━━━ Data for this exercise ━━━
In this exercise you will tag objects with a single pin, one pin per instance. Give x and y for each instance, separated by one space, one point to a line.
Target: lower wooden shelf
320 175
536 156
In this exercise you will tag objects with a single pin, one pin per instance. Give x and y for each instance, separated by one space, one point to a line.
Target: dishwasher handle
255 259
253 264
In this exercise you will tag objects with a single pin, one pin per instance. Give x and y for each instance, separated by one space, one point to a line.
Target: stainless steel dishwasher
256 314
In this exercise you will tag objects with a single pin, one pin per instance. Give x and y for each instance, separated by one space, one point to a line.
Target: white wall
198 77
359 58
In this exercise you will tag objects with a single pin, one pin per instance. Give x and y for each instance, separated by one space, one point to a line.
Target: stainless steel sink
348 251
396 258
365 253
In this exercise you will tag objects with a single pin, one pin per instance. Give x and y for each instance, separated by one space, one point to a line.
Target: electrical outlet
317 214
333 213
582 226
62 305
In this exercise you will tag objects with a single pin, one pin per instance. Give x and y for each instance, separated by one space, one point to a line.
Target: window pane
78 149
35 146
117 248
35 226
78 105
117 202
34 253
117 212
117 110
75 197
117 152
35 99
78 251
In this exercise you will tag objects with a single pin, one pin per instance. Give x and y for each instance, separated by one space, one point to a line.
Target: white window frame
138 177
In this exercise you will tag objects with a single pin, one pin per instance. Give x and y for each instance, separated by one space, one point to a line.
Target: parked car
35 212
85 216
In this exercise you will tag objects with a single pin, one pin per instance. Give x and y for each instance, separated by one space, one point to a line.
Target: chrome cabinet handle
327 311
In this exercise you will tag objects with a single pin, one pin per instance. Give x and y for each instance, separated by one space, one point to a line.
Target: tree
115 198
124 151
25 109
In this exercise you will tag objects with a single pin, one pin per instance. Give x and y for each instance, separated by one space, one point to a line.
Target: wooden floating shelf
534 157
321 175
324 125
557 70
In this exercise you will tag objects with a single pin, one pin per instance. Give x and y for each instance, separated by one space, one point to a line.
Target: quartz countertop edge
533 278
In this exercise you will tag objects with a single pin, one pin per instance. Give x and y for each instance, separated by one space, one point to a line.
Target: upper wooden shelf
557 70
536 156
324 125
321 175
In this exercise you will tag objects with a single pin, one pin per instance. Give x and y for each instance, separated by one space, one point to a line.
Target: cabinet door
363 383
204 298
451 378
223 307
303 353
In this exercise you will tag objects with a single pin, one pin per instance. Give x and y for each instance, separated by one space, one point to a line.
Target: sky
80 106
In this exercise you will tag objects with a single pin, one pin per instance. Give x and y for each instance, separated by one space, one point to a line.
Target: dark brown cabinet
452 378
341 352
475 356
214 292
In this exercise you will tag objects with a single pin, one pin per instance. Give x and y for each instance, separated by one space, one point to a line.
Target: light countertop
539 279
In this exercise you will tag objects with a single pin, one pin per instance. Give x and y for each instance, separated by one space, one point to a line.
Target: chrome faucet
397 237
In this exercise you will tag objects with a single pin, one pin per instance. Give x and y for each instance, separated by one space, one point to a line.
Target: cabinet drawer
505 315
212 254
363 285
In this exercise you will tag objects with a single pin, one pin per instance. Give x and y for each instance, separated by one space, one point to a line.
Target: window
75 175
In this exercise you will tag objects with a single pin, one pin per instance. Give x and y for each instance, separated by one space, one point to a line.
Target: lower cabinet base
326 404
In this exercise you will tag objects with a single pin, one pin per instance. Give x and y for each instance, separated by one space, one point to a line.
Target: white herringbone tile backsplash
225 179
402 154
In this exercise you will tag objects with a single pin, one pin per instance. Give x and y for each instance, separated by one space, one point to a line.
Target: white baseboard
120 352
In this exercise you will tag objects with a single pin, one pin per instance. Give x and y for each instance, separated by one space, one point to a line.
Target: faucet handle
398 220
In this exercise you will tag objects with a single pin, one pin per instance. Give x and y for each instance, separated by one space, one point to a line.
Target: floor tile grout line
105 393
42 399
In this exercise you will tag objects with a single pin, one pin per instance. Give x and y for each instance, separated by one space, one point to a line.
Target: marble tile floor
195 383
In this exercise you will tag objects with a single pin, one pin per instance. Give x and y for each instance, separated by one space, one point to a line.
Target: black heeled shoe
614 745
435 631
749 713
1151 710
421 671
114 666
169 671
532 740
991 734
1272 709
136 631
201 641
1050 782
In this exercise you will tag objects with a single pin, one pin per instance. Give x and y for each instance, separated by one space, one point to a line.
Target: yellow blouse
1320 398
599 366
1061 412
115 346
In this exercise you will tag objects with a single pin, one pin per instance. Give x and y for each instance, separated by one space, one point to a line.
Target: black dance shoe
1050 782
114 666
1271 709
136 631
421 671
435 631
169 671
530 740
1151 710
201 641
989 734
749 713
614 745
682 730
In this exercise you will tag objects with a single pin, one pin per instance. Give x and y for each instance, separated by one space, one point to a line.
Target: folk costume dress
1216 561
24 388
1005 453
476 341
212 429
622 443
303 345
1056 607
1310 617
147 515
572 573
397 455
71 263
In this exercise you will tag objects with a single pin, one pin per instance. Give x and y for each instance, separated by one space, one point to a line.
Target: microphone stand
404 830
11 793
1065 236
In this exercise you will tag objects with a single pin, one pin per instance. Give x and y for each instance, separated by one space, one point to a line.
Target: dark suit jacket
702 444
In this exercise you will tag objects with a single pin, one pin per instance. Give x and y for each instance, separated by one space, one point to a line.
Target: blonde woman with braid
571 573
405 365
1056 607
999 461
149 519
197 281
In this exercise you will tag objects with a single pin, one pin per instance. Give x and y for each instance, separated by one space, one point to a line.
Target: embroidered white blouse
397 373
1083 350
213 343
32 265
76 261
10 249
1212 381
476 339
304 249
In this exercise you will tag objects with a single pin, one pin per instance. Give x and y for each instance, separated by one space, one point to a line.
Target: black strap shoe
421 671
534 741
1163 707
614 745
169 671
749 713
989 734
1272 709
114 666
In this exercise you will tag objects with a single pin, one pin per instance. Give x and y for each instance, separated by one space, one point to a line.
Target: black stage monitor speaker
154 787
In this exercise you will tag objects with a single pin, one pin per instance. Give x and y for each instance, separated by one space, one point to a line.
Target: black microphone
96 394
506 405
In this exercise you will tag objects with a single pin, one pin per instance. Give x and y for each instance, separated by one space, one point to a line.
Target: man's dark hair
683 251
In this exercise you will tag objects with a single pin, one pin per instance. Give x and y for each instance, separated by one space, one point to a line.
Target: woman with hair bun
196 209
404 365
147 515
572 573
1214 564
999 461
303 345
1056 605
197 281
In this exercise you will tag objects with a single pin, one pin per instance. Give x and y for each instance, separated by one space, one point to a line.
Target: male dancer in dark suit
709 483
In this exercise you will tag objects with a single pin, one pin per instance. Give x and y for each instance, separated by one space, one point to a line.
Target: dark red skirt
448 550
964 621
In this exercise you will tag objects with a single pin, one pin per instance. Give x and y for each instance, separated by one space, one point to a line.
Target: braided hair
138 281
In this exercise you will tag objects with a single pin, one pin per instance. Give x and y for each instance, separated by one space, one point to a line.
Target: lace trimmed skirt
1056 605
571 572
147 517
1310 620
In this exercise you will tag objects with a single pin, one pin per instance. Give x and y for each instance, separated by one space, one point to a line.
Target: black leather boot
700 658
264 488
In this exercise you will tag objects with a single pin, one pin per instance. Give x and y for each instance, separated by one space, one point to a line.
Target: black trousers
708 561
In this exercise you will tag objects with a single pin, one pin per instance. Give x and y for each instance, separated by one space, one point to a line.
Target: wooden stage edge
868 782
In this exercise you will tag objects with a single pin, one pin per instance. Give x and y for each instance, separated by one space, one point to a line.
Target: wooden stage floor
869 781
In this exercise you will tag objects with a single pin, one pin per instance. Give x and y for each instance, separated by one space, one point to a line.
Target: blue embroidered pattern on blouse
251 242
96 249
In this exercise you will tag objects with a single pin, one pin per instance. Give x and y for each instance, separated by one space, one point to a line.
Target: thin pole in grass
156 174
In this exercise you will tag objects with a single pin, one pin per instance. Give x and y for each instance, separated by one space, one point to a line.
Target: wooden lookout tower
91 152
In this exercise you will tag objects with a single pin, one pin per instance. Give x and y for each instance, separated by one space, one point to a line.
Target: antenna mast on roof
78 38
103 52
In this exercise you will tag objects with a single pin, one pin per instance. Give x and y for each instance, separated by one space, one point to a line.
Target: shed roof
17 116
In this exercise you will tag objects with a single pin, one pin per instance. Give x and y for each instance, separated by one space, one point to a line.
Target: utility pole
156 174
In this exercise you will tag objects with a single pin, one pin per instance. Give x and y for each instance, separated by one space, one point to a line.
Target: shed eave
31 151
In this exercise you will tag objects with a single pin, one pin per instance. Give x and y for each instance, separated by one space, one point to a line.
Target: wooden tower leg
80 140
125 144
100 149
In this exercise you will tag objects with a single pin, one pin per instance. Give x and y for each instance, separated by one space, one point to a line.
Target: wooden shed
━━━
Do this: Pull out every line in the listing above that contains the word "faucet", matching case exactly, and copy each one in full.

Completed exercise:
Target: chrome faucet
Target: faucet handle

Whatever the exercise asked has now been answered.